* BEGIN *
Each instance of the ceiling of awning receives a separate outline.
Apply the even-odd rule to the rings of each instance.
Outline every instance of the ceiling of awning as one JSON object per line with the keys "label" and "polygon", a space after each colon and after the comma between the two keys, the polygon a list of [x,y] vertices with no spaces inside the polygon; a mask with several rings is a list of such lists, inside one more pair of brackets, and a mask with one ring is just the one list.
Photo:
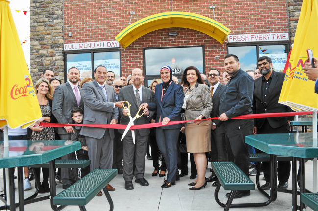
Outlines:
{"label": "ceiling of awning", "polygon": [[136,21],[122,31],[115,39],[124,48],[139,38],[156,30],[186,28],[204,33],[220,43],[226,39],[231,30],[210,18],[196,13],[169,12],[158,13]]}

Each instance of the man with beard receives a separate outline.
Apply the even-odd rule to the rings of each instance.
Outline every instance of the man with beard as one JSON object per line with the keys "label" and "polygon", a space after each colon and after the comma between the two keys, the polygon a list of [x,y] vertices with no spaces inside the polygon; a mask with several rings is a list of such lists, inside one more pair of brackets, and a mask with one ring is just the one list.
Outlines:
{"label": "man with beard", "polygon": [[[239,58],[233,54],[224,57],[225,71],[232,76],[226,85],[219,109],[219,120],[223,122],[225,139],[229,143],[233,158],[232,161],[240,169],[249,175],[248,146],[245,137],[252,134],[253,119],[232,119],[239,115],[252,114],[254,81],[240,66]],[[233,160],[234,160],[234,161]],[[230,193],[226,194],[229,197]],[[247,196],[250,191],[238,191],[234,198]]]}
{"label": "man with beard", "polygon": [[[271,59],[267,56],[262,56],[257,59],[257,67],[262,76],[255,80],[253,100],[254,113],[292,112],[288,106],[278,103],[285,73],[273,70]],[[294,117],[290,116],[255,119],[253,133],[288,133],[289,124],[294,118]],[[262,164],[266,183],[261,188],[268,190],[270,188],[270,162],[262,162]],[[287,188],[290,171],[289,161],[278,161],[278,188]]]}
{"label": "man with beard", "polygon": [[[142,85],[144,81],[143,71],[139,68],[132,70],[131,80],[133,84],[121,89],[118,94],[119,101],[127,101],[130,105],[130,114],[133,117],[138,112],[139,106],[144,102],[152,102],[153,93],[150,89]],[[128,109],[121,108],[119,113],[121,116],[121,124],[128,125],[130,119],[127,116]],[[141,111],[141,112],[142,111]],[[136,125],[148,123],[150,113],[147,108],[143,110],[145,114],[134,122]],[[152,114],[152,112],[151,112]],[[122,134],[124,130],[119,130]],[[125,180],[125,189],[132,190],[134,186],[132,179],[136,178],[136,182],[143,186],[149,185],[149,183],[144,177],[145,173],[145,155],[147,140],[150,134],[149,128],[135,130],[135,143],[133,141],[131,130],[129,130],[122,140],[123,144],[123,179]]]}
{"label": "man with beard", "polygon": [[[69,69],[67,78],[69,81],[57,86],[55,88],[52,103],[52,113],[59,124],[72,124],[71,110],[74,107],[84,108],[82,99],[82,88],[78,86],[80,77],[79,70],[75,67]],[[57,128],[57,133],[61,139],[71,140],[71,133],[75,133],[73,127]],[[76,159],[74,153],[62,157],[63,159]],[[61,176],[62,188],[66,189],[75,182],[74,175],[70,169],[62,168]]]}

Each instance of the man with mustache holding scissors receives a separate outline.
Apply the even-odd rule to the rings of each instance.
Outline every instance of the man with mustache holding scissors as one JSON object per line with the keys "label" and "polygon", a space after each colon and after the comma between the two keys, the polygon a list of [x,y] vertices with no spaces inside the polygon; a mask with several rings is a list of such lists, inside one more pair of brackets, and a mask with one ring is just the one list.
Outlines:
{"label": "man with mustache holding scissors", "polygon": [[[119,109],[121,116],[121,124],[127,125],[131,118],[128,116],[131,115],[132,117],[144,113],[140,117],[133,122],[134,124],[139,125],[148,123],[150,116],[152,112],[150,112],[148,108],[145,108],[140,111],[138,110],[139,106],[144,102],[152,102],[153,93],[147,87],[142,85],[144,81],[144,73],[139,68],[133,69],[131,72],[131,80],[133,84],[125,86],[120,89],[118,94],[118,101],[126,101],[130,104],[127,108],[122,108]],[[125,106],[127,106],[127,102]],[[130,113],[130,114],[129,114]],[[134,119],[132,119],[133,120]],[[123,144],[123,179],[125,180],[125,189],[132,190],[134,186],[132,179],[135,176],[136,183],[143,186],[149,185],[149,183],[144,178],[145,173],[145,155],[146,154],[147,141],[150,134],[149,128],[134,130],[135,138],[133,138],[131,130],[125,132],[123,130],[119,130],[119,132],[123,134],[122,139]]]}

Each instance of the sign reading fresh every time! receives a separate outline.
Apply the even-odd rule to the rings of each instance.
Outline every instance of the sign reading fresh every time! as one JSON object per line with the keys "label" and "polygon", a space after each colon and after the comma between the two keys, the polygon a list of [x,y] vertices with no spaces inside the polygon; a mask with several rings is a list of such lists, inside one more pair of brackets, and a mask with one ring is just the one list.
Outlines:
* END *
◆ **EXERCISE**
Each entry shown above must be quoted exactly, with its pictures left out.

◆ **COMPLETE RESPONSE**
Each instance of the ceiling of awning receives a separate outline.
Apply the even-odd rule to the rings of each instance.
Outline every instance of the ceiling of awning as one JSON object per line with the keys "label" and "polygon", a space after each colon and after the comma between the two keys, the polygon a list of [x,y] vertices with no spaces inside the polygon; a mask with several rings is a list of such lists, inside one more pair of brackets, and a mask with one ring is just the one list.
Photo:
Outlines:
{"label": "ceiling of awning", "polygon": [[136,21],[122,31],[115,39],[124,48],[139,38],[156,30],[186,28],[204,33],[220,43],[226,39],[231,30],[210,18],[196,13],[169,12],[158,13]]}

Each instance of the man with beard receives a separate outline.
Apply the even-odd rule to the rings of each instance.
Outline every instance of the man with beard as one JSON object per line with the keys "label" and "polygon", a space after each colon and after the comma between the two keys, the polygon a list of [x,y] vertices with no spaces inside the polygon; a mask with several rings is a list of such lists, inside one more pair of brackets, and a mask with one ring is just the one list.
Outlines:
{"label": "man with beard", "polygon": [[[239,58],[233,54],[224,57],[225,71],[232,76],[226,85],[219,109],[219,120],[223,122],[225,139],[229,143],[233,158],[232,161],[240,169],[249,175],[248,146],[245,137],[252,134],[253,119],[232,119],[239,115],[252,114],[254,81],[240,66]],[[233,160],[234,160],[234,161]],[[230,193],[226,194],[229,197]],[[247,196],[250,191],[238,191],[234,198]]]}
{"label": "man with beard", "polygon": [[[271,59],[267,56],[262,56],[257,59],[257,67],[262,76],[255,80],[253,100],[254,113],[292,112],[288,106],[278,103],[285,73],[273,70]],[[294,117],[290,116],[255,119],[253,133],[288,133],[289,124],[294,118]],[[262,164],[266,183],[261,188],[268,190],[270,188],[270,162],[262,162]],[[287,188],[290,171],[289,161],[278,161],[278,188]]]}
{"label": "man with beard", "polygon": [[[142,85],[144,81],[143,71],[139,68],[132,70],[131,80],[133,84],[121,89],[118,94],[119,101],[127,101],[130,105],[130,114],[133,117],[138,112],[139,106],[144,102],[152,102],[153,93],[150,89]],[[128,109],[121,108],[119,113],[121,116],[121,124],[128,125],[130,119],[127,116]],[[141,111],[141,112],[142,111]],[[136,125],[148,123],[150,113],[147,108],[143,110],[145,114],[134,122]],[[152,114],[152,112],[151,112]],[[122,134],[124,130],[119,130]],[[125,180],[125,189],[132,190],[134,186],[132,179],[136,178],[136,182],[143,186],[149,185],[149,183],[144,177],[145,173],[145,155],[147,140],[150,134],[149,128],[135,130],[135,143],[133,141],[131,130],[129,130],[122,140],[123,144],[123,179]]]}
{"label": "man with beard", "polygon": [[[69,69],[67,78],[69,81],[57,86],[55,88],[52,103],[52,113],[59,124],[72,124],[71,110],[74,107],[84,108],[82,99],[82,88],[78,86],[80,77],[79,70],[75,67]],[[57,128],[57,133],[61,139],[71,140],[71,133],[75,133],[73,127]],[[76,159],[74,153],[62,157],[63,159]],[[61,176],[62,188],[66,189],[75,182],[74,175],[70,169],[62,168]]]}

Each instance of the man with mustache holding scissors receives a separate outline.
Apply the even-odd rule to the rings of each instance.
Outline every instance of the man with mustache holding scissors as one JSON object per line with the keys "label" and "polygon", a space after each colon and after the comma between the two keys, the polygon a list of [x,y] vertices with no spaces inside the polygon; a mask with several rings is a list of such lists, inside one more pair of brackets, and a mask with one ring is just the one list.
Outlines:
{"label": "man with mustache holding scissors", "polygon": [[[119,109],[121,116],[121,124],[127,125],[131,118],[128,116],[131,115],[132,117],[144,113],[140,117],[133,122],[134,124],[139,125],[148,123],[150,116],[152,112],[150,112],[148,108],[145,108],[140,111],[138,110],[139,106],[144,102],[152,102],[153,93],[147,87],[142,85],[144,81],[144,73],[139,68],[133,69],[131,72],[131,80],[133,84],[125,86],[120,89],[118,94],[118,101],[126,101],[130,104],[127,108],[122,108]],[[125,106],[127,106],[127,102]],[[130,113],[130,114],[129,114]],[[134,119],[132,119],[133,120]],[[123,144],[123,179],[125,180],[125,189],[132,190],[134,186],[132,179],[135,176],[136,183],[143,186],[149,185],[149,183],[144,178],[145,173],[145,155],[146,154],[147,141],[150,134],[149,128],[134,130],[135,138],[133,138],[131,130],[125,132],[123,130],[119,130],[119,132],[123,134],[122,139]]]}

Each instance of the sign reading fresh every time! receives a separate outline.
Apply the even-odd rule to the rings of each instance.
Outline every instance of the sign reading fresh every time! as one JSON object per line with the keys "label" and "polygon", a space after each colon and after the comma between the two keys, the polygon a list of [x,y] vertices with no spaces inside the polygon; a mask with several rings is a list of such lists, inside one more pair of brackets, and a mask with one ring is just the one list.
Outlines:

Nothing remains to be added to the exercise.